Input rows:
· · · · · · ·

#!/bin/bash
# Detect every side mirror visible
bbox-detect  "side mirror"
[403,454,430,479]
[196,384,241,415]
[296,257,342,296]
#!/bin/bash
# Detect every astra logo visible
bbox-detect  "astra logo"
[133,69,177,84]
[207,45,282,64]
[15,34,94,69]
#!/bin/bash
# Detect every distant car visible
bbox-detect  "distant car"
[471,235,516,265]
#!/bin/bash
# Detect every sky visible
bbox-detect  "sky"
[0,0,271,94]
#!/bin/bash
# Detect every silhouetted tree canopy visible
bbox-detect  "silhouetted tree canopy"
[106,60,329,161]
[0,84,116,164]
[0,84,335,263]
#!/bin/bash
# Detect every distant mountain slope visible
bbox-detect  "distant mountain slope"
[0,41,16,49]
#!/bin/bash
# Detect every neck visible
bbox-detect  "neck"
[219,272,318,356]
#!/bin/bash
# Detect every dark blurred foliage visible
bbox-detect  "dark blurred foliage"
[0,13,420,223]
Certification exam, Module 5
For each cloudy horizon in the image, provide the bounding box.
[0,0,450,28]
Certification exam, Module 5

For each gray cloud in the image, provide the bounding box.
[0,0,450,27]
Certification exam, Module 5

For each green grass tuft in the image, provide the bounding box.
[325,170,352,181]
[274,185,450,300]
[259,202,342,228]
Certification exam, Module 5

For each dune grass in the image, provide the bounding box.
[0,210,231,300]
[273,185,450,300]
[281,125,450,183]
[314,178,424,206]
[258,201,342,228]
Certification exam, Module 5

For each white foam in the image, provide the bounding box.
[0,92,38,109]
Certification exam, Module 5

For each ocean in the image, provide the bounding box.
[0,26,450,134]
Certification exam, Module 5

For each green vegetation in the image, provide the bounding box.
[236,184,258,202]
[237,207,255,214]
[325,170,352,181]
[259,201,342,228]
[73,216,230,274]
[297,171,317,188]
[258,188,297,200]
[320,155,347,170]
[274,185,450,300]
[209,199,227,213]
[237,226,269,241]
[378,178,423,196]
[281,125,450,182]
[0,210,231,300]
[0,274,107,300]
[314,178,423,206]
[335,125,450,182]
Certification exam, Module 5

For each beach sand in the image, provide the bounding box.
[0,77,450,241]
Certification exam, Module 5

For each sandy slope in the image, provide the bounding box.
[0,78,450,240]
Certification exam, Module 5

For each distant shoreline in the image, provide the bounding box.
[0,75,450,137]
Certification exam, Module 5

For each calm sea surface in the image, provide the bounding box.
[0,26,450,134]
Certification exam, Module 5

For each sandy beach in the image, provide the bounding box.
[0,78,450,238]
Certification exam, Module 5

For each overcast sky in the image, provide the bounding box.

· · · · · · ·

Instructions for the task:
Which lines in the records above contain the word "slope"? Return each of those lines in full.

Correct response:
# Detect every distant mountain slope visible
bbox-detect  "distant mountain slope"
For each sandy slope in the image, provide the bounding box.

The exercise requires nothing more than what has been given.